* Begin *
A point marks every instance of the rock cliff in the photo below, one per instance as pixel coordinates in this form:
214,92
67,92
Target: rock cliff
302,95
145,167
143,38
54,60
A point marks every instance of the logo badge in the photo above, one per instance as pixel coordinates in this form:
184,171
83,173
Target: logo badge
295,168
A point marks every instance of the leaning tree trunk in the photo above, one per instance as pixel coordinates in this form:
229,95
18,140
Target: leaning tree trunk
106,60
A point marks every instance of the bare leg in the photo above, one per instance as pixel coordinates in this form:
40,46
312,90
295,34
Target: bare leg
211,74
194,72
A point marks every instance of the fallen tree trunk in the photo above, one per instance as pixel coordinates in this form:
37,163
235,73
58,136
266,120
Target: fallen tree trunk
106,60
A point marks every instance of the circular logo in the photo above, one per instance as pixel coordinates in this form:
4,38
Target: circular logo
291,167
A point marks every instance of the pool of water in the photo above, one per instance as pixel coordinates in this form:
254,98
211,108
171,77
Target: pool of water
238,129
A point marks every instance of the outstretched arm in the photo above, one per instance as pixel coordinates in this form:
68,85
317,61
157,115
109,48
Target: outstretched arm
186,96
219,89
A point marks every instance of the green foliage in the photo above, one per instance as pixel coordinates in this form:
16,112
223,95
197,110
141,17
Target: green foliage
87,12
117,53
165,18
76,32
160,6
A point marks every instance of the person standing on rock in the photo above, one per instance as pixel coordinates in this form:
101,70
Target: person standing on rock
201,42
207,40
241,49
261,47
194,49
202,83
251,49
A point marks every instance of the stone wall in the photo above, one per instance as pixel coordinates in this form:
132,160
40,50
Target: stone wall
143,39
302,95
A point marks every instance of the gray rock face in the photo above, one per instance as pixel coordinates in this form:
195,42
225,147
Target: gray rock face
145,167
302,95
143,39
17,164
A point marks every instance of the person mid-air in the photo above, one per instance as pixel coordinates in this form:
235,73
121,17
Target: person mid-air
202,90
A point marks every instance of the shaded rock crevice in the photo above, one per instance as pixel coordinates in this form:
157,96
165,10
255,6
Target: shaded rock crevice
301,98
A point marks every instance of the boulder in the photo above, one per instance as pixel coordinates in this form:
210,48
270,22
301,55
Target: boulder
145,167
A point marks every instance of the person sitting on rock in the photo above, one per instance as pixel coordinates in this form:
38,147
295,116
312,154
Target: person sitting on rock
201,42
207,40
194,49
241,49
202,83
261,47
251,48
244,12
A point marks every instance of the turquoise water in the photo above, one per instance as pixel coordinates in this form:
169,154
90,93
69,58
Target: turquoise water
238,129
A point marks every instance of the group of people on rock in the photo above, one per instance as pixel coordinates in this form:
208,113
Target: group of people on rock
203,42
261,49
* End *
→ **SET EXERCISE**: Please output every record, keeping each line exact.

→ **SOLUTION**:
A point marks every instance of the rock cliff in the photo below, one per instance as pixel coordinates in this form:
214,92
67,92
Target: rock cliff
302,95
145,167
143,38
54,60
A point marks every instance of the logo badge in the photo above, one per instance as pixel coordinates in this form:
184,171
83,173
Target: logo badge
295,168
A point marks every instance of the leaning tree trunk in the photo above, one per instance as pixel coordinates in this form:
229,95
18,140
Target: leaning tree trunk
106,60
A point marks every instance of the bare leg in the photo above, one per instance as pixel coordinates in this form:
40,46
312,90
295,34
Target: bare leg
211,74
194,72
A point marks every instance of the fallen tree trunk in the photo above, one per instance as pixel coordinates in this form:
37,163
235,73
58,136
266,120
Target: fallen tree trunk
106,60
A point marks every instance of the circular logo in the photo above, one per instance as pixel coordinates in this form:
4,38
Target: circular logo
291,167
A point marks every instance of the pool of water in the photo above, one per instance as pixel coordinates in this form:
254,98
211,108
171,77
Target: pool of water
238,129
A point marks every instance of the outstretched arm in the photo above, one per instance as pixel coordinates in this form:
68,85
317,61
157,115
109,48
Target: outstretched arm
186,96
219,89
A point marks every instance of the green foliage in the photo above, one per instance as pixel coordinates in this form:
16,112
223,95
197,110
141,17
Target: green foliage
87,12
117,53
165,18
76,32
160,6
A point marks every instance of the person standing on rock in the photo above, one per instance as pixel coordinates in this form:
101,70
Target: person standing on rock
201,42
207,40
241,49
261,47
194,49
202,83
251,49
A point marks every instance of the stone wall in the photo above, one per instance as pixel coordinates in this form:
132,160
40,50
Target: stone wall
143,39
302,95
A point marks every instance of the gray rock face in the photo above, one per instance as pixel coordinates in this form:
195,42
225,147
Target: gray rock face
145,167
302,95
143,39
17,164
A point marks every instance of the person mid-air in the photo above, one per instance as pixel coordinates in this form:
235,73
121,17
Target: person mid-air
202,90
A point marks every instance of the shaded rock crevice in the photo above, one per instance as pixel coordinates in this form:
157,96
165,10
255,6
Target: shaded rock crevice
301,98
A point marks every instance of the boulder in the photo above, one per instance as pixel coordinates in this form:
210,48
270,22
301,55
Target: boulder
145,167
A point marks every instance of the person sitting on rock in the photo above, one per instance as pixel coordinates in this form:
38,147
295,116
312,154
Target: person sitting on rock
201,42
207,40
194,49
241,49
202,83
261,47
251,48
244,12
A point marks every instance of the turquoise water in the photo above, one per instance as pixel coordinates in this form:
169,154
90,93
69,58
Target: turquoise water
238,129
A point marks every instance of the group of people on rock in the photo above, one per instance as pixel coordinates in this form:
208,113
Target: group of people on rock
203,42
261,49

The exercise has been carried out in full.